Dataset entries: Begin

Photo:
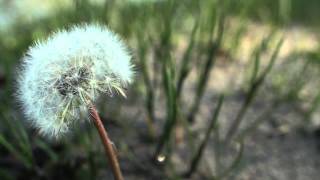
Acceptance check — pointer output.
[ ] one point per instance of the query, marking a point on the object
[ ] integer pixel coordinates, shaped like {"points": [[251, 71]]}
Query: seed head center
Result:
{"points": [[74, 79]]}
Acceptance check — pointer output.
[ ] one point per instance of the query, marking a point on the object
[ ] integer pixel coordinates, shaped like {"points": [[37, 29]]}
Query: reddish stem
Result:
{"points": [[107, 143]]}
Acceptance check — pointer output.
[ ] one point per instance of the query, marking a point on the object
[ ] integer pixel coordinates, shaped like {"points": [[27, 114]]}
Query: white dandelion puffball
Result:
{"points": [[61, 76]]}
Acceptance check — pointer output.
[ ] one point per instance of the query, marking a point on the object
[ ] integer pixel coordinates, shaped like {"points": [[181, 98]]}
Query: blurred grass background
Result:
{"points": [[225, 89]]}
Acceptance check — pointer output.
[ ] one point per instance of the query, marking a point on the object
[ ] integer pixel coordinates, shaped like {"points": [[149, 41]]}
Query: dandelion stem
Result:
{"points": [[107, 143]]}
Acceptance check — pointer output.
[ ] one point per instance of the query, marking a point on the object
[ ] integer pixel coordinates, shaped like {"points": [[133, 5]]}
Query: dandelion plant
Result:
{"points": [[63, 76]]}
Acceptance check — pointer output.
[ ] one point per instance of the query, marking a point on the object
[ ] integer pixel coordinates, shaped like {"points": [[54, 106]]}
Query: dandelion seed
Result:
{"points": [[62, 75]]}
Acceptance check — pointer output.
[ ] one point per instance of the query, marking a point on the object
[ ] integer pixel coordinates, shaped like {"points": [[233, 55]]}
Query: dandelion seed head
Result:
{"points": [[60, 76]]}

Dataset entries: End

Task instructions
Return all of the material exactly, without pictures.

Result below
Photo:
Acceptance check — pointer output.
[ ] one point per instance of the query, marking a point on the object
[ ] integer pixel coordinates, shaped like {"points": [[251, 71]]}
Query: seed head center
Result:
{"points": [[74, 79]]}
Acceptance check — pointer output.
[ ] one point per instance of the query, marking a point on the object
[ ] integer pixel coordinates, shaped like {"points": [[37, 29]]}
Query: reddish stem
Result:
{"points": [[107, 143]]}
Acceptance check — pointer output.
[ ] one point per instance of the query, marking a point on the object
[ ] integer pixel coordinates, shaped like {"points": [[27, 114]]}
Query: white dandelion puffball
Result:
{"points": [[61, 76]]}
Acceptance check — pointer output.
[ ] one point per instance of the query, marking a point on the object
[ ] integer pixel coordinates, shaped like {"points": [[181, 98]]}
Query: blurred grass background
Result:
{"points": [[225, 89]]}
Acceptance check — pointer output.
[ ] one point per instance of the query, marking a point on the object
[ ] integer pixel coordinates, shaped like {"points": [[149, 41]]}
Query: dandelion stem
Result:
{"points": [[107, 143]]}
Acceptance check — pointer output.
[ ] one point per instance of the query, marking a point on the object
[ ] integer pixel coordinates, shaped like {"points": [[133, 5]]}
Query: dandelion plant
Result:
{"points": [[63, 76]]}
Acceptance check — pointer output.
[ ] one point per instance of the query, marking a point on the object
[ ] integer pixel coordinates, shaped like {"points": [[54, 106]]}
Query: dandelion seed
Result:
{"points": [[62, 75]]}
Acceptance check — pointer output.
[ ] one point per instance of the query, marking a point on the object
[ ] integer pixel coordinates, shaped like {"points": [[233, 55]]}
Query: dandelion seed head
Result:
{"points": [[60, 76]]}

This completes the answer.